▸ **What this task involves**:
An exact transcript is needed of the material below, beginning at the line that contains "[locate] downspout (a" and continuing through its last line; nothing else should appear.

▸ **Material provided**:

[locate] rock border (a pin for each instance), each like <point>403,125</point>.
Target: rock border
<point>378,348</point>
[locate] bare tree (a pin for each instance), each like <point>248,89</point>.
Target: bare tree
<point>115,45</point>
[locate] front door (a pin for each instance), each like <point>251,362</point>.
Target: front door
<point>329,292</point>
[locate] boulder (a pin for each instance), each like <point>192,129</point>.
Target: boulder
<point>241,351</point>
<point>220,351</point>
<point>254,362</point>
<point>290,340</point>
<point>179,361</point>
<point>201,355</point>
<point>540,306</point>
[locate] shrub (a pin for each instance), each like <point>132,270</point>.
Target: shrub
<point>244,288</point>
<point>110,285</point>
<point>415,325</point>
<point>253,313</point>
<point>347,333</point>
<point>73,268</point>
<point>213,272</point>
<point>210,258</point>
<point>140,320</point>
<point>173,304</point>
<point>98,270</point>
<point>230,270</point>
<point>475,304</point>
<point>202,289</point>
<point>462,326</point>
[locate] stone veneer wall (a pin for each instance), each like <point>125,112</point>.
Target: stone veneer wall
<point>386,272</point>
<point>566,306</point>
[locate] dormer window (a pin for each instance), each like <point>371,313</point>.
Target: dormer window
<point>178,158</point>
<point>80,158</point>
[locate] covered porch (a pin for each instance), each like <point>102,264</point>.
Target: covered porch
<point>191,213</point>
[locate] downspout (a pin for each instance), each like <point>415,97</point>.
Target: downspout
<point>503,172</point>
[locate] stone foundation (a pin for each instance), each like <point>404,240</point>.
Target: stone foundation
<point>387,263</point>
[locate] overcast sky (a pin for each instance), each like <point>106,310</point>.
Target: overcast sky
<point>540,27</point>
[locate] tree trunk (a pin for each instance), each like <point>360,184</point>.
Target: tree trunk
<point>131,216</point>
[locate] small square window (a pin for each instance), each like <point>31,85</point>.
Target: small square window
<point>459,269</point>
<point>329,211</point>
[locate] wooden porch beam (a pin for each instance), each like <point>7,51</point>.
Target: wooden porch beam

▸ **Exercise result**:
[locate] downspout (a pin for each instance), each like <point>415,97</point>.
Target: downspout
<point>503,172</point>
[locate] stone foundation (a pin for each instance), each like <point>404,240</point>.
Target: stone foundation
<point>387,263</point>
[locate] overcast sky (a pin for each instance), each like <point>106,310</point>.
Target: overcast sky
<point>540,27</point>
[locate] tree trunk (a pin for each instance), each like <point>360,184</point>.
Target: tree trunk
<point>131,216</point>
[locate] small square window (a pin for each instance), each like <point>31,85</point>.
Target: small square window
<point>459,269</point>
<point>329,211</point>
[locate] wooden porch beam (a pin for each instance), each like <point>7,51</point>.
Target: wooden porch beam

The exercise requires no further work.